## [Extracted text]
:::::

There is one respect in which the book's failure to fulfil its potential seems especially frustrating. Quoting the familiar lines from Don Juan, "Man's love is of his life a thing apart, / 'Tis Woman's whole existence", and reinforcing them (60-odd pages later) with a quotation from one of his letters in which he says "Indeed I rather look upon Love altogether as a sort of hostile transaction - very necessary to make - or to break - in order to keep the world a-going - but by no means a sinecure to the parties involved", she lets us see that in fact "love" was almost never "a thing apart" in Byron's life. The emotional insecurities created by (yes) his mother, his spendthrift and soon-dead father, his lameness, and the disparities between his noble social position and his financial ignominy: all these helped to shape a personality in which the drive for independence was empowered by a desperate wish for shelter.

Hence the implosions of his explosive life. In early manhood he was already idealising the latter part of his time at Harrow school. Years before his affair with his half-sister Augusta he had - aged eight - conceived a passion for his cousin Margaret Parker, who inspired his "first dash into poetry". As a fledgeling Lord trying to make his mark in politics, he spoke in favour of reform while maintaining a more or less feudal regime on his own estate at Newstead. He eventually married a woman - Annabella Milbanke - whom he could respect as a "model of probity" while at the same time betraying her. As an exile, his pleasure in freedom was fed by the sorrow of remembered exclusions at home. In his final long affair with Teresa Guiccioli, he followed her miserably from town to town, while all the time writing poems which disdained such emotional thralldom.

It's hardly news to say that the Byronic character is a mass of paradoxes: macho yet sentimental, defiant yet stricken. But it would have been interesting to see Grosskurth develop the idea that, as the contradictions pile up, they make her subject more and more narcissistic. Byron himself dignified this tendency by protesting that he had "no passion for circles". To put it more plainly: he formed his strongest bonds with women who were either closely related to him or who replicated the structure of his relationship with his mother, and with men (John Edelston at Cambridge and Loukas in Greece) who seemed to preserve and present him with the image of his own youth.

:::::

## [Supplied records]
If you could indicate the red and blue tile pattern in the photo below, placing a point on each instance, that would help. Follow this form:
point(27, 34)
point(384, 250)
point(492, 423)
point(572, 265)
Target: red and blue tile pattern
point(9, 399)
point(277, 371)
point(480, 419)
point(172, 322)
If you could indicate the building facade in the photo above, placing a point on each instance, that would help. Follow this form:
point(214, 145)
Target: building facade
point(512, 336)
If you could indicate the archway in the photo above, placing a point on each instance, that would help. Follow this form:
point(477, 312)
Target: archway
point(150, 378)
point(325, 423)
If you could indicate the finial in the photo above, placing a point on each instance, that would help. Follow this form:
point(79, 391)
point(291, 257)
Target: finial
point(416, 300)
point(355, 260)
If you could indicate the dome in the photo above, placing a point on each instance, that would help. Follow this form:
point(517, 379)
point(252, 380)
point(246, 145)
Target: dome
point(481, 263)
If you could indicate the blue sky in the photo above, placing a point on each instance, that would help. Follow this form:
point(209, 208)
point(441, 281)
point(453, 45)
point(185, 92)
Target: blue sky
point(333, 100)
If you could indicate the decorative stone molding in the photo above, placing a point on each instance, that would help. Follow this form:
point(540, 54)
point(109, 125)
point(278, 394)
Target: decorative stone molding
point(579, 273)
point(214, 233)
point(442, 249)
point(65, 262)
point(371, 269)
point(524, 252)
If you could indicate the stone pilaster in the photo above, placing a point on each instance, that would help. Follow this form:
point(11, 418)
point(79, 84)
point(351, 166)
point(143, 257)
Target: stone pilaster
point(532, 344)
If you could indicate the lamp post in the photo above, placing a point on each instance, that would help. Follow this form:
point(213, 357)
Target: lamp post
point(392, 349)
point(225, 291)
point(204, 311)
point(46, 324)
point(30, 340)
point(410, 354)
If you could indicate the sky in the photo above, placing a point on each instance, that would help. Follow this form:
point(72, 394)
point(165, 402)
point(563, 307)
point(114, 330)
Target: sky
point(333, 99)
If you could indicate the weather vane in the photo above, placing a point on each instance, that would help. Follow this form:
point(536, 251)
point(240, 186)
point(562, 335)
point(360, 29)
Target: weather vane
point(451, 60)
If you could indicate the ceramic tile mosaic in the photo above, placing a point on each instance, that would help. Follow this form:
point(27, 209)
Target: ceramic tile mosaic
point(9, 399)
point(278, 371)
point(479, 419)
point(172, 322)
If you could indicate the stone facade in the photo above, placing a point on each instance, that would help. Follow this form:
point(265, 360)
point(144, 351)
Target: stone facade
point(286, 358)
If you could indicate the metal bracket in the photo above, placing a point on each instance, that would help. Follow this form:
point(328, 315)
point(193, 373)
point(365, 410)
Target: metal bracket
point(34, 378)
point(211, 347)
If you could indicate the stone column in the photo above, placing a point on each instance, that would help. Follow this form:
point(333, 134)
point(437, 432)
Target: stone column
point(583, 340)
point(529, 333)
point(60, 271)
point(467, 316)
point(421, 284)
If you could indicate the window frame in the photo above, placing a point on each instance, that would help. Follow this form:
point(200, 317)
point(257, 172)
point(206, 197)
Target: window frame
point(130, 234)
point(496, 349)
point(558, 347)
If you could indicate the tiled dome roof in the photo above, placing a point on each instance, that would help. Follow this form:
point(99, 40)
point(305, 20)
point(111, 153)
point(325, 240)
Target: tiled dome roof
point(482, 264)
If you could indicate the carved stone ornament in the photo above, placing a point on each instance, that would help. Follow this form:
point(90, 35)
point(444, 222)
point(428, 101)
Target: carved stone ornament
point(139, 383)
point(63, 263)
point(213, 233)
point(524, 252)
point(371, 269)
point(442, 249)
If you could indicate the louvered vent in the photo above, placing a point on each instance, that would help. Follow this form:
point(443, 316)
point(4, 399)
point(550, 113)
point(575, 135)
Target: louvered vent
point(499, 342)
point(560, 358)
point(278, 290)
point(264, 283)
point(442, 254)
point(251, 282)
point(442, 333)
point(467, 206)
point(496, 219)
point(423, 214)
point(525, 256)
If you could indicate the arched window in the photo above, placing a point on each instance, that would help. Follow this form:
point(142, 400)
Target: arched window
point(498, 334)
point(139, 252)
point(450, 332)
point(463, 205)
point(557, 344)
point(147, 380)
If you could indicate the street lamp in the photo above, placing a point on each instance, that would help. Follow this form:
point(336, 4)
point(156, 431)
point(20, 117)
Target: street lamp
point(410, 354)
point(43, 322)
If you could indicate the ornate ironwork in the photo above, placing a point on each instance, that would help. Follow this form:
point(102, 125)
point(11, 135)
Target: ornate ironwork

:::::

## [Try it]
In the text about Byron, how old was Byron when he conceived a passion for his cousin Margaret Parker?

## [Expected output]
He was eight years old.